Work item – Give every entry again, exactly as it stands.

----- Records to use -----

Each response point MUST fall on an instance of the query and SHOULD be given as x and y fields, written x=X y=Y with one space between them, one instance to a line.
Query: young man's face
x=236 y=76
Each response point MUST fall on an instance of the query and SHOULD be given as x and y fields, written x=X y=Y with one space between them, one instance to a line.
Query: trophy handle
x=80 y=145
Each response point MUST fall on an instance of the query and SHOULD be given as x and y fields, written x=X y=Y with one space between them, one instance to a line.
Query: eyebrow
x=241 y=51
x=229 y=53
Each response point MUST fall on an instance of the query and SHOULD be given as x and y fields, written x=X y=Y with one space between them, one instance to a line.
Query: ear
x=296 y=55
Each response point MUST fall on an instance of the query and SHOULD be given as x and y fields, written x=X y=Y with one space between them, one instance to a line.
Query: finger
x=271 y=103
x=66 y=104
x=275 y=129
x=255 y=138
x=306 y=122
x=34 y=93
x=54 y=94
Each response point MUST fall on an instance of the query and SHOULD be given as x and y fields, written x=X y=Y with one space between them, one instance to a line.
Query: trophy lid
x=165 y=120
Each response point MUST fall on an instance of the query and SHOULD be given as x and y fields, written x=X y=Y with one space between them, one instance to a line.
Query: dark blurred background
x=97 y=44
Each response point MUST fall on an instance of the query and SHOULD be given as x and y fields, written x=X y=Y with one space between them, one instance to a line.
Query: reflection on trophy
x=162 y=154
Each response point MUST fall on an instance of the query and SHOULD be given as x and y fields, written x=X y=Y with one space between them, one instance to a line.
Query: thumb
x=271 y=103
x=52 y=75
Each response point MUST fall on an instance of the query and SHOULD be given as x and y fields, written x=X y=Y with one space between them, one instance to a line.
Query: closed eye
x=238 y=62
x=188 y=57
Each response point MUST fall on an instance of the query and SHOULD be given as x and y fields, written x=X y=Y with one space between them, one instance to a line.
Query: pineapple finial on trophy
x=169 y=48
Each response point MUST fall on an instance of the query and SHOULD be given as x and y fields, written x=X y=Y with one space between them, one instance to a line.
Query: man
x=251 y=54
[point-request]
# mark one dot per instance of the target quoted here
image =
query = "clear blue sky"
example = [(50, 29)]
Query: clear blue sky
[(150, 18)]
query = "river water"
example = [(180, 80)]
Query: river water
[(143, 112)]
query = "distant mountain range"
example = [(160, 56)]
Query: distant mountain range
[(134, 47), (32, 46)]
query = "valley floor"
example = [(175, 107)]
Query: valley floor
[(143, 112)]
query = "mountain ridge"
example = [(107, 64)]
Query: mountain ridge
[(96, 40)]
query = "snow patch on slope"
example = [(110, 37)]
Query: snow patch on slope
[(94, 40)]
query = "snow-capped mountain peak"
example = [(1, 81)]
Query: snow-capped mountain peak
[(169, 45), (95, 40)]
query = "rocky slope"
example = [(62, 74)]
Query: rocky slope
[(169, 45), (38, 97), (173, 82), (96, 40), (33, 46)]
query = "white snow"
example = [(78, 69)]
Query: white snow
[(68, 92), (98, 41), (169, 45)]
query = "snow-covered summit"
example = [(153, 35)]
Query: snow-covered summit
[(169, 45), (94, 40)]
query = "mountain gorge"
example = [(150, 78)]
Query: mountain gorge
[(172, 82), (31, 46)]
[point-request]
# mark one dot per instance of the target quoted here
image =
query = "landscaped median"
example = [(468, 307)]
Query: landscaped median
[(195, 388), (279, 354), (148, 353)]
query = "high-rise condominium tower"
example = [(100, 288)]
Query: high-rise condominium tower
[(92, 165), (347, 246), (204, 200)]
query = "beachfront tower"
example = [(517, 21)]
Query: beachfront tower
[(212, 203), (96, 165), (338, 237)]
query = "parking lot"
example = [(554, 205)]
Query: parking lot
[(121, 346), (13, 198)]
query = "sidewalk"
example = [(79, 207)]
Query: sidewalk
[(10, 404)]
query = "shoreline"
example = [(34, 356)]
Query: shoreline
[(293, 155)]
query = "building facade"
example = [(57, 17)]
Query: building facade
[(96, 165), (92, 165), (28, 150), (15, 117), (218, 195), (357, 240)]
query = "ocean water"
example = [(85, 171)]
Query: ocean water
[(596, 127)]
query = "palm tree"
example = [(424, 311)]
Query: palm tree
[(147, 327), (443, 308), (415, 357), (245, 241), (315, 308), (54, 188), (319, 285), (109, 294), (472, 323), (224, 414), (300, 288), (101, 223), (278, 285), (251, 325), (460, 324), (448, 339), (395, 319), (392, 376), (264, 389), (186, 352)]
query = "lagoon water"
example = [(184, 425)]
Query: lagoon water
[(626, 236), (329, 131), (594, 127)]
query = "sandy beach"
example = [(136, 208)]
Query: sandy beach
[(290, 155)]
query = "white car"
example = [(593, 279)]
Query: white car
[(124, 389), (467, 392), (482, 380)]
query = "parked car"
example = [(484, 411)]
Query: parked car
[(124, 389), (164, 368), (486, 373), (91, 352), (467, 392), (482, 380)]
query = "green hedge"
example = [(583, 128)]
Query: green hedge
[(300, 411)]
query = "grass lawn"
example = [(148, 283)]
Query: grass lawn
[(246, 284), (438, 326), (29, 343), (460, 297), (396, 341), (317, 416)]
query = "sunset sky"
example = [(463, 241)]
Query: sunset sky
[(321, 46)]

-----

Written reply –
Each response point MUST fall on an instance of the query and SHOULD be given as x and y fields, written x=X y=Y with one space between them, one instance to a line.
Query: young man's face
x=236 y=76
Each response point MUST fall on an instance of the query and SHOULD be given as x and y fields, written x=X y=Y with one space between them, one instance to a line.
Query: trophy handle
x=80 y=145
Each response point MUST fall on an instance of the query and SHOULD be given as x and y fields, written x=X y=Y with one space between them, one instance to a line.
Query: eyebrow
x=241 y=51
x=229 y=53
Each response point MUST fall on an instance of the query and SHOULD be given as x and y fields, written x=X y=Y with one space between them, one instance to a line.
Query: ear
x=296 y=55
Each response point MUST fall on an instance of the query and SHOULD be given as x and y fields, written x=X y=Y with one space between them, one instance to a line.
Query: finger
x=271 y=103
x=66 y=104
x=275 y=129
x=255 y=138
x=306 y=122
x=34 y=93
x=54 y=94
Each response point MUST fall on an instance of the query and SHOULD be given as x and y fields, written x=X y=Y with one space between them, one instance to a line.
Query: trophy lid
x=165 y=120
Each response point MUST fall on an instance of the query and SHOULD be given as x and y fields, written x=X y=Y with one space between them, one instance to a line.
Query: dark blurred background
x=97 y=44
Each response point MUST fall on an instance of the query and SHOULD be given as x and y fields, written x=X y=Y with one space between them, one instance to a line.
Query: reflection on trophy
x=162 y=154
Each response point MUST fall on an instance of the query and SHOULD be given as x and y fields, written x=X y=Y with one space between them, one instance to a line.
Query: thumb
x=271 y=103
x=52 y=75
Each response point MUST fall on an instance of the query and SHOULD be given as x and y fields, written x=X y=Y with one space between them, one instance to a line.
Query: closed eye
x=238 y=62
x=188 y=57
Each response point MUST fall on an instance of the query and SHOULD be given as x and y fields, written x=X y=Y with one space between them, one instance to a line.
Query: pineapple finial on trophy
x=169 y=48
Each response point MUST fall on an instance of the query and SHOULD be given as x and y fields, written x=X y=Y with one space between them, one instance to a line.
Query: man
x=251 y=54
[point-request]
# mark one dot per instance of the target quoted here
image =
query = "clear blue sky"
example = [(50, 29)]
Query: clear blue sky
[(150, 18)]
query = "river water"
example = [(180, 80)]
Query: river water
[(143, 112)]
query = "distant mountain range"
example = [(160, 56)]
Query: distant mountain range
[(134, 47), (32, 46)]
query = "valley floor"
example = [(175, 107)]
Query: valley floor
[(143, 112)]
query = "mountain ridge"
example = [(107, 64)]
Query: mountain ridge
[(96, 40)]
query = "snow patch on slope"
example = [(110, 37)]
Query: snow patch on slope
[(94, 40)]
query = "snow-capped mountain peak"
example = [(1, 81)]
Query: snow-capped mountain peak
[(169, 45), (95, 40)]
query = "rocky slope"
example = [(62, 74)]
Query: rocky slope
[(169, 45), (38, 97), (173, 82), (96, 40), (33, 46)]
query = "white snow"
example = [(78, 69)]
Query: white snow
[(68, 92), (98, 41), (169, 45)]
query = "snow-covered summit"
example = [(153, 35)]
Query: snow-covered summit
[(169, 45), (94, 40)]
query = "mountain gorge"
example = [(150, 78)]
Query: mountain gorge
[(172, 82), (31, 46)]
[point-request]
# mark one dot per instance of the target quoted here
image =
query = "landscaped median"
example = [(468, 307)]
Query: landscaped median
[(195, 388), (279, 354), (148, 353)]
query = "high-rise condominium tower"
example = [(100, 288)]
Query: high-rise condominium tower
[(92, 165), (347, 246), (204, 200)]
query = "beachfront tower"
example = [(517, 21)]
Query: beachfront tower
[(212, 203), (96, 165), (338, 237)]
query = "parking lot"
example = [(554, 205)]
Query: parking lot
[(121, 346), (13, 198)]
query = "sidewalk"
example = [(79, 207)]
Query: sidewalk
[(10, 404)]
query = "shoreline"
example = [(34, 356)]
Query: shoreline
[(293, 155)]
query = "building facade"
example = [(57, 17)]
Query: building facade
[(96, 165), (92, 165), (28, 150), (15, 117), (218, 195), (357, 240)]
query = "ocean water"
example = [(85, 171)]
Query: ocean water
[(596, 127)]
query = "palm tree"
example = [(424, 311)]
Query: palm tree
[(147, 327), (443, 308), (415, 357), (245, 241), (315, 308), (54, 188), (319, 285), (109, 294), (472, 323), (224, 414), (300, 288), (101, 223), (278, 285), (251, 325), (460, 324), (448, 339), (395, 319), (392, 376), (264, 389), (186, 352)]
query = "lagoon water"
example = [(184, 425)]
Query: lagoon water
[(626, 236), (329, 131), (594, 127)]
query = "sandy beach"
example = [(136, 208)]
Query: sandy beach
[(290, 155)]
query = "white car"
example = [(593, 279)]
Query: white car
[(124, 389), (467, 392), (482, 380)]
query = "parked car"
example = [(484, 411)]
Query: parked car
[(124, 389), (164, 368), (486, 373), (91, 352), (467, 392), (482, 380)]
query = "green hedge"
example = [(583, 128)]
Query: green hedge
[(300, 411)]
query = "grass lawn"
example = [(148, 283)]
Query: grass lawn
[(246, 284), (438, 326), (29, 343), (460, 297), (396, 341), (317, 416)]
query = "sunset sky"
example = [(463, 241)]
Query: sunset sky
[(321, 46)]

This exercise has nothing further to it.